**Task directions**: Copy word for word the line containing "Tag the gray" together with all lines following it to the end of the listing below, without the pictures.

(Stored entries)
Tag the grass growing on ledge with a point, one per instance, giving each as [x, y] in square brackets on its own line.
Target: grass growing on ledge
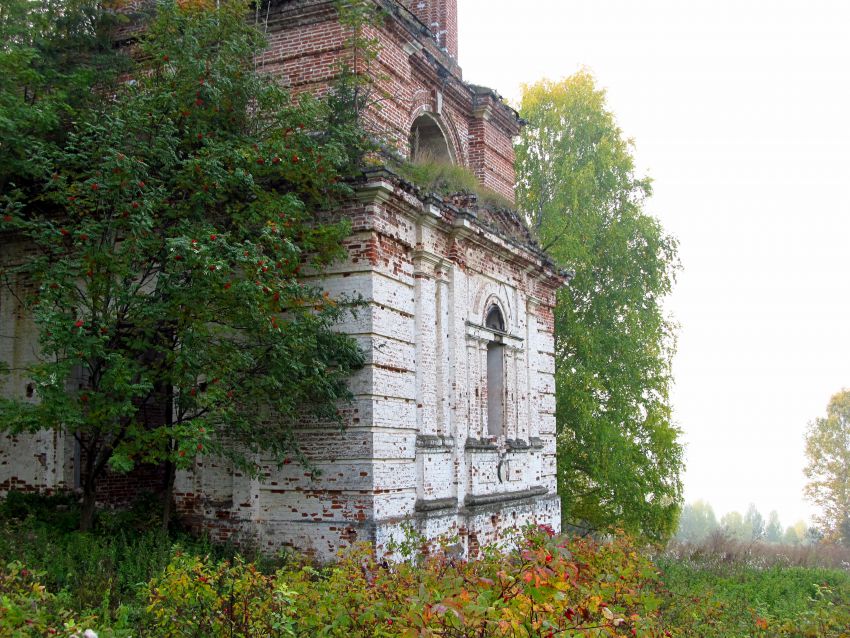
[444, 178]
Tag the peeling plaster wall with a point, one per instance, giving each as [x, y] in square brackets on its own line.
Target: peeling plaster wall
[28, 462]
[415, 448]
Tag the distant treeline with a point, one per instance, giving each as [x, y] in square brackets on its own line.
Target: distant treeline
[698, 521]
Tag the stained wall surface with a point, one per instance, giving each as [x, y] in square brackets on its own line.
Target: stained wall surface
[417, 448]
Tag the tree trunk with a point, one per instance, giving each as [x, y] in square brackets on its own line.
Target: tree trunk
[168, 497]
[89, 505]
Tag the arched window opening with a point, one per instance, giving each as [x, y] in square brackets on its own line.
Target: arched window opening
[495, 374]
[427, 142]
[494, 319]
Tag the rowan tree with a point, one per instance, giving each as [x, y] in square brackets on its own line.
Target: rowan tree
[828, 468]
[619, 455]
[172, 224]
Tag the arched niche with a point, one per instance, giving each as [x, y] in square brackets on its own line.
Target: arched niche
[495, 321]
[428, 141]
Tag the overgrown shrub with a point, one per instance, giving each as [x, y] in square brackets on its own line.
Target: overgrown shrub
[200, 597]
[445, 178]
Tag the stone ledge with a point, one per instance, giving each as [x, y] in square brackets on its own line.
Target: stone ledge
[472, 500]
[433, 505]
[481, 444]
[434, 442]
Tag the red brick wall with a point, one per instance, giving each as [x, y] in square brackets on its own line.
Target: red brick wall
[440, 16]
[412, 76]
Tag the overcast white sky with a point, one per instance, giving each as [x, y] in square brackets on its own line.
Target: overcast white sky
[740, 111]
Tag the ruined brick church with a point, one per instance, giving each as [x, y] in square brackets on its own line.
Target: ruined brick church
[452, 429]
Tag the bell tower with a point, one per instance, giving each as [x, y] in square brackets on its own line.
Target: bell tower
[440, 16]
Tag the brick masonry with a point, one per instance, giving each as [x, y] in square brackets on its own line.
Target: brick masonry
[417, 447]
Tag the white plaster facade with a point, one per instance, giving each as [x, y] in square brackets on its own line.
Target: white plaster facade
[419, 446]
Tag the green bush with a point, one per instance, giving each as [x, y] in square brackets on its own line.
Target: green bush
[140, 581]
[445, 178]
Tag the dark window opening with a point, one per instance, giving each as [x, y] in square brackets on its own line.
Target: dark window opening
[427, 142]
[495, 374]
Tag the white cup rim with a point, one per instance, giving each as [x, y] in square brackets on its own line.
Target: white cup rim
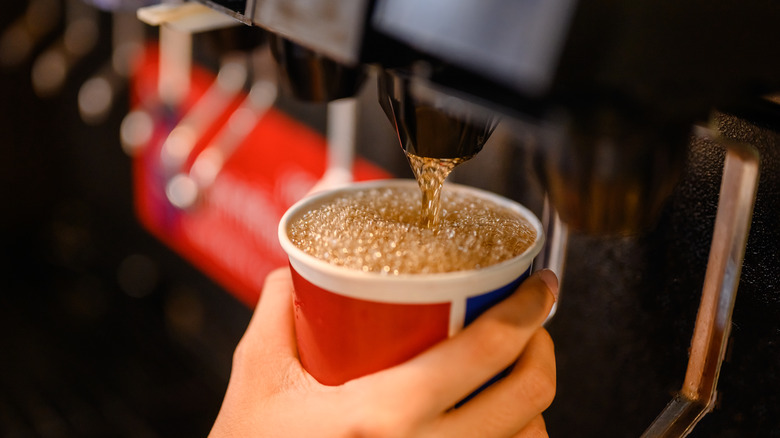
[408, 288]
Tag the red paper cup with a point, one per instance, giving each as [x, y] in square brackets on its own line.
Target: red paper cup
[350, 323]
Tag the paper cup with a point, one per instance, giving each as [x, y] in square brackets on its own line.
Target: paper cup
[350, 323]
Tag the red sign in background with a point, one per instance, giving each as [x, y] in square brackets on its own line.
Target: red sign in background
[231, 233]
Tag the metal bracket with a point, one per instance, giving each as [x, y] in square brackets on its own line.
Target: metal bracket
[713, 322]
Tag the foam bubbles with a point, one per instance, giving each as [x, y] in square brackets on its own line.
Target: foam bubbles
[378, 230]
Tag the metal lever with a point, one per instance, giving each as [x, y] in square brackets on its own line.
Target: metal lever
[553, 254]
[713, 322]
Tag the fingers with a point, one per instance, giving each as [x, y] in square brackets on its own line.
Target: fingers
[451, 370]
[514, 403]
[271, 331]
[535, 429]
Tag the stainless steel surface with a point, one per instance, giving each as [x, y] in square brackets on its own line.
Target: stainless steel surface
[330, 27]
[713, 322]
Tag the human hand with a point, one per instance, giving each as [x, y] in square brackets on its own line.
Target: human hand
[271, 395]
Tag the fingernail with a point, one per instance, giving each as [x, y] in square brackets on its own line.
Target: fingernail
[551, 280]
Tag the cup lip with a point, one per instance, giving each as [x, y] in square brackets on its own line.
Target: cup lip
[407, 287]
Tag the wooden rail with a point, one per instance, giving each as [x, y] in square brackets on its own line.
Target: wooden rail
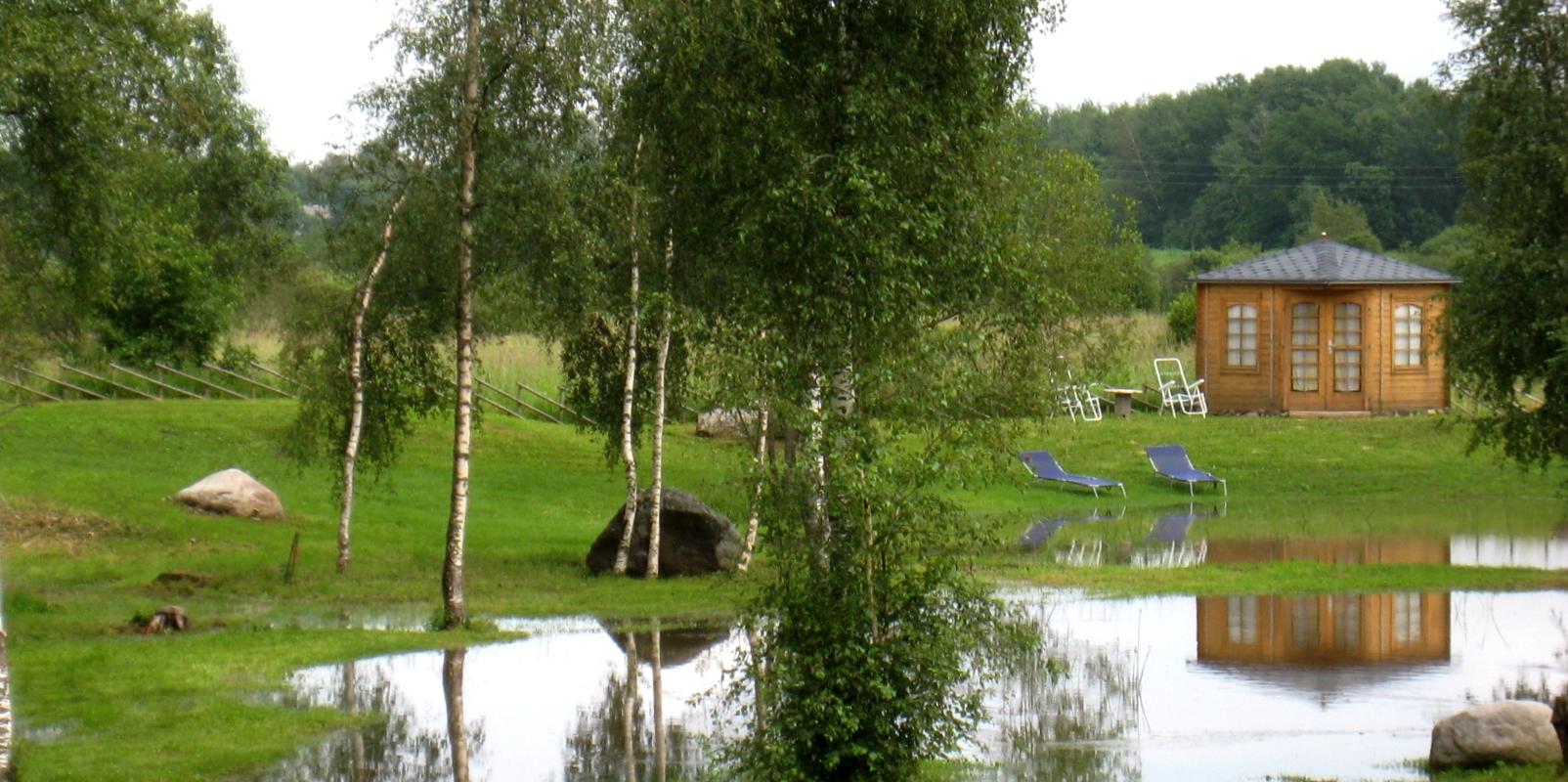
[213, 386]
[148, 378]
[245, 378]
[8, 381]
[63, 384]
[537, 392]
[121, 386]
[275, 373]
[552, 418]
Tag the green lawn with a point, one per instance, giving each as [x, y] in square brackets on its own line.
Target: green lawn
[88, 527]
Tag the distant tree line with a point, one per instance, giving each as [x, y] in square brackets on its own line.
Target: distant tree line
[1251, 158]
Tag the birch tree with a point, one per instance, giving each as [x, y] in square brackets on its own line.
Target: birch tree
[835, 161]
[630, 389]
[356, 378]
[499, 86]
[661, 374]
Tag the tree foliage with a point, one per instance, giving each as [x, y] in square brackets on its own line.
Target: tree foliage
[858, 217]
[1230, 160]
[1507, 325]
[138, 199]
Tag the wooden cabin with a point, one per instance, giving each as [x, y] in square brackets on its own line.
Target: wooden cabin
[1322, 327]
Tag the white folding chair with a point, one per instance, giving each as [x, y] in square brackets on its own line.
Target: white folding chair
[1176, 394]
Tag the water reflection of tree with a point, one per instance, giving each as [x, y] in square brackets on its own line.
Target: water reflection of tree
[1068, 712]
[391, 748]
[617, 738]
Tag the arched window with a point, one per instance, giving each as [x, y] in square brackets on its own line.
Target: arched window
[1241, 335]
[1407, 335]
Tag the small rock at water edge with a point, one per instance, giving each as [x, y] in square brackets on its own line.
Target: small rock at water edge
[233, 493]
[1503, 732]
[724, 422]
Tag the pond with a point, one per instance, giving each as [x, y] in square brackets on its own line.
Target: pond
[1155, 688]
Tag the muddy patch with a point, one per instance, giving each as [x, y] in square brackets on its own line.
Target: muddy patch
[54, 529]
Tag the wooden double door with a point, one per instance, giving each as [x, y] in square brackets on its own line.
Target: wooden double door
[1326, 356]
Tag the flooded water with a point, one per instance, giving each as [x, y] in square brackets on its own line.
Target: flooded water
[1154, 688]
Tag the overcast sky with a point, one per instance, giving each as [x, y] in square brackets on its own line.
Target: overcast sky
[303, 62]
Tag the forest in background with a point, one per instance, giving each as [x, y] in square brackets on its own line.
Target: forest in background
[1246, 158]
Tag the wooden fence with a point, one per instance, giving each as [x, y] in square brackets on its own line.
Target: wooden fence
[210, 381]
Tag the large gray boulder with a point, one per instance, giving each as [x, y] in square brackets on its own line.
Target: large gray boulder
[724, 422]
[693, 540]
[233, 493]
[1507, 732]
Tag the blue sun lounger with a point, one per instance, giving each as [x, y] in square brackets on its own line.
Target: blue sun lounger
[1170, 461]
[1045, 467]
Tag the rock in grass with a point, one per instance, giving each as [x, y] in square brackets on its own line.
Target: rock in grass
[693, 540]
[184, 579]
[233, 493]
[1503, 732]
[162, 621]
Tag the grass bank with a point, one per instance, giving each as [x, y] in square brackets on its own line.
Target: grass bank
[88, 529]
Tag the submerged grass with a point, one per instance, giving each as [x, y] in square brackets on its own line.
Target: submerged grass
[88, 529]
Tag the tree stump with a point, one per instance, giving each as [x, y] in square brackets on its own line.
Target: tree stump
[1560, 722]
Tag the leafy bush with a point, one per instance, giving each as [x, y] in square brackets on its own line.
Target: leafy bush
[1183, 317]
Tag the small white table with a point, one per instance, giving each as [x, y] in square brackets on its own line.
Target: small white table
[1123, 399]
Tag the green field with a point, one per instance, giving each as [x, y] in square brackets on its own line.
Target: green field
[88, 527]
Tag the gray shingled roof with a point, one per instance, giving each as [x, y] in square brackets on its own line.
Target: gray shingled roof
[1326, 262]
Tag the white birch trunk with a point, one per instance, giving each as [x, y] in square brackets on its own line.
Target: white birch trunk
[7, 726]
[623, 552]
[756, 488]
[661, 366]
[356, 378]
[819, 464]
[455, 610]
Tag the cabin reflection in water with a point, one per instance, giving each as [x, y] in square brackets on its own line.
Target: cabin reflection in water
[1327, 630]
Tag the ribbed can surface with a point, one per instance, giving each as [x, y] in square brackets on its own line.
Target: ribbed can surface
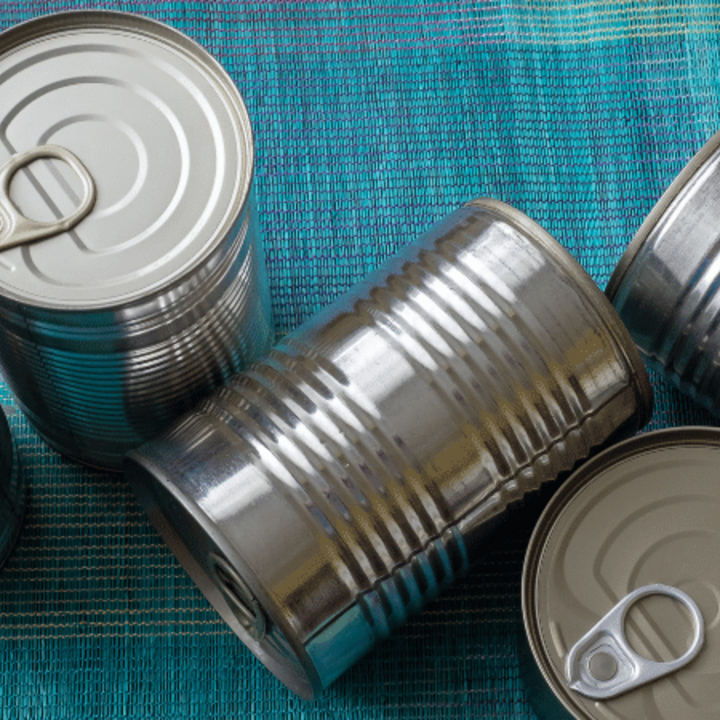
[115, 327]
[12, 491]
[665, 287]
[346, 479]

**Response to this exercise**:
Tag the gray shingled roof with a point, one per instance, giving each as [x, y] in square brackets on its own line.
Target: gray shingled roof
[1326, 262]
Tag the white birch trunk with a point, one per instance, giving each as [x, y] in square brackets on its own line.
Target: white birch trunk
[7, 726]
[623, 552]
[756, 488]
[661, 366]
[356, 378]
[819, 464]
[455, 610]
Tag the cabin reflection in water with a point, one per instance, giving each as [x, y] in square brackets on its own line.
Target: cabin reflection in water
[1327, 630]
Tag the ribbed can surface with a point, one per instance, giving each as [x, y] in square brackets on its own line.
Target: ribbed can surface
[115, 327]
[12, 491]
[665, 287]
[346, 479]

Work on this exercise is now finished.